--- PROBLEM DESCRIPTION ---
Which lines in the material below contain the string "sign", with case counting? List every such line in full.

(Excerpts from location labeling data)
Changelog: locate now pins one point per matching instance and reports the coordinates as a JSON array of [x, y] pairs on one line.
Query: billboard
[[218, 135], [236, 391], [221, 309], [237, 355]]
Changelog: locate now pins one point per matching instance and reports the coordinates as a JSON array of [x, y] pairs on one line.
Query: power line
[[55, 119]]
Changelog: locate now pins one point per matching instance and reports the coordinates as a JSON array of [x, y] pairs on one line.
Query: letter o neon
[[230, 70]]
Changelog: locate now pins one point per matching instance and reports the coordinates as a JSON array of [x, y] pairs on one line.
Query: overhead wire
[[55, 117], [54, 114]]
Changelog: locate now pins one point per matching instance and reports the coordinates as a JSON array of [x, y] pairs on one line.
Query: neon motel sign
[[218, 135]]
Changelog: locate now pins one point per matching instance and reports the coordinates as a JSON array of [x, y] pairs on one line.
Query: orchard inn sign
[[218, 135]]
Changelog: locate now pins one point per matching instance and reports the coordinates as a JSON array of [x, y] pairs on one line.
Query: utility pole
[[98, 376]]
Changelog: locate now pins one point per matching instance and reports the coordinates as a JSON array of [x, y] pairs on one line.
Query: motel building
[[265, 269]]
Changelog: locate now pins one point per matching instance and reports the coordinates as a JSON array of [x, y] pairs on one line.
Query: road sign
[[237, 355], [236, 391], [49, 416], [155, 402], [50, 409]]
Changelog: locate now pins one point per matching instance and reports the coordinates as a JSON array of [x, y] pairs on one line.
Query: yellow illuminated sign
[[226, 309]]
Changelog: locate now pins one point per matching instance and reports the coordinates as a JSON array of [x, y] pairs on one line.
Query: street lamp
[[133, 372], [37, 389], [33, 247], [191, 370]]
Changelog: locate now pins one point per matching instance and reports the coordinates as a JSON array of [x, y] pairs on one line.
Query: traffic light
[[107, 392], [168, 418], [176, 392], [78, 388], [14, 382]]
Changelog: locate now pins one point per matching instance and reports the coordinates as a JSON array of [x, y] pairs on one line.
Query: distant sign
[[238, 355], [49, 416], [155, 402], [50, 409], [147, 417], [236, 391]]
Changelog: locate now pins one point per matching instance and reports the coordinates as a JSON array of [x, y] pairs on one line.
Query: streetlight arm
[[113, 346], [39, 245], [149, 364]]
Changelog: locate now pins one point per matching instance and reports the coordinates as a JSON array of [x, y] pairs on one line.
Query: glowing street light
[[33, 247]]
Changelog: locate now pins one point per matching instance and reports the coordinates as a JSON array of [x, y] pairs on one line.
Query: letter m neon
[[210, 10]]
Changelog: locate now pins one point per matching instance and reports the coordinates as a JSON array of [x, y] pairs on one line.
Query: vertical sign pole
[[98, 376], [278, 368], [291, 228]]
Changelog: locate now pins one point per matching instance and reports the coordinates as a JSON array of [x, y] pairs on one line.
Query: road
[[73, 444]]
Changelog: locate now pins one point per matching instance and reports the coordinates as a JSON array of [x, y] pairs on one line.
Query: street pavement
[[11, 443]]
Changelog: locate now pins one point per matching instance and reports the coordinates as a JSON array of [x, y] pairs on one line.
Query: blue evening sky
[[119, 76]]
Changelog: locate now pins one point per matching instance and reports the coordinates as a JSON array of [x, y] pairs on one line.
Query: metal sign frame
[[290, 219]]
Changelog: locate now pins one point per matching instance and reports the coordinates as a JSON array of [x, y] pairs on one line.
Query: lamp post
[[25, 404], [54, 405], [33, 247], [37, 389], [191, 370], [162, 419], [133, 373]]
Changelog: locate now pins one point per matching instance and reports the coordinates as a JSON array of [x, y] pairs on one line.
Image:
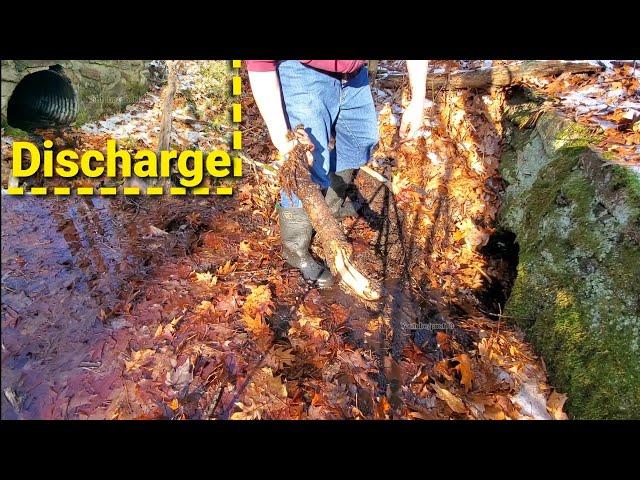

--- THE RESULT ---
Query: neon motel sign
Query: orchard inn sign
Query: road sign
Query: yellow illuminated sign
Query: distant sign
Query: vertical sign pole
Query: metal sign frame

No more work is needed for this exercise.